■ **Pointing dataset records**
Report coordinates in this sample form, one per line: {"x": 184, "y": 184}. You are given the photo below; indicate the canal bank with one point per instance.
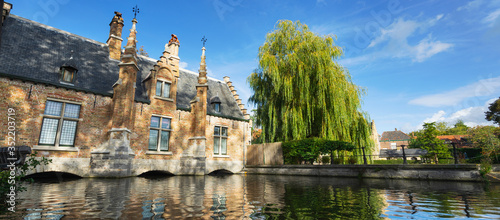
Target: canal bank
{"x": 459, "y": 172}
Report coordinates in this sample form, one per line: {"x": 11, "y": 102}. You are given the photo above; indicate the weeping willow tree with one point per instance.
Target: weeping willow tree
{"x": 300, "y": 91}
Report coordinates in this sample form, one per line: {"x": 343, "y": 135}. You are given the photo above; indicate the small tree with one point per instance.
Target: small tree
{"x": 493, "y": 113}
{"x": 459, "y": 128}
{"x": 427, "y": 140}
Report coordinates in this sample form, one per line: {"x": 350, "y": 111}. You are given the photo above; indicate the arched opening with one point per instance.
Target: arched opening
{"x": 221, "y": 172}
{"x": 53, "y": 177}
{"x": 154, "y": 174}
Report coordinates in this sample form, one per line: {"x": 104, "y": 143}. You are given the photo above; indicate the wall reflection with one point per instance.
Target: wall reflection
{"x": 255, "y": 197}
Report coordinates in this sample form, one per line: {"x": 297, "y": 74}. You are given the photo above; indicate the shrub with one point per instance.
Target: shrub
{"x": 352, "y": 160}
{"x": 308, "y": 150}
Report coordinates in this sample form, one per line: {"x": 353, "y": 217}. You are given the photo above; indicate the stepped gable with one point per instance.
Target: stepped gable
{"x": 186, "y": 91}
{"x": 35, "y": 52}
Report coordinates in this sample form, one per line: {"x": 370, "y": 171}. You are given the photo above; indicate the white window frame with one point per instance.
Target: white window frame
{"x": 61, "y": 118}
{"x": 394, "y": 146}
{"x": 220, "y": 137}
{"x": 160, "y": 129}
{"x": 162, "y": 92}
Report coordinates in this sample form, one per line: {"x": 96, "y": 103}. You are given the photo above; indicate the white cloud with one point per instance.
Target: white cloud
{"x": 427, "y": 48}
{"x": 470, "y": 5}
{"x": 438, "y": 116}
{"x": 450, "y": 98}
{"x": 492, "y": 17}
{"x": 471, "y": 116}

■ **WHAT THIS TASK INVOLVES**
Rewrite the material from the line with "cloud with one point per instance." through the end of the material, replacing "white cloud" with "storm cloud" and keeping everything else the same.

■ **THE RESPONSE**
Report coordinates in this sample form, one per line: {"x": 96, "y": 103}. You are given the photo above; indicate the storm cloud with one point per instance.
Target: storm cloud
{"x": 427, "y": 48}
{"x": 470, "y": 5}
{"x": 438, "y": 116}
{"x": 450, "y": 98}
{"x": 492, "y": 17}
{"x": 471, "y": 116}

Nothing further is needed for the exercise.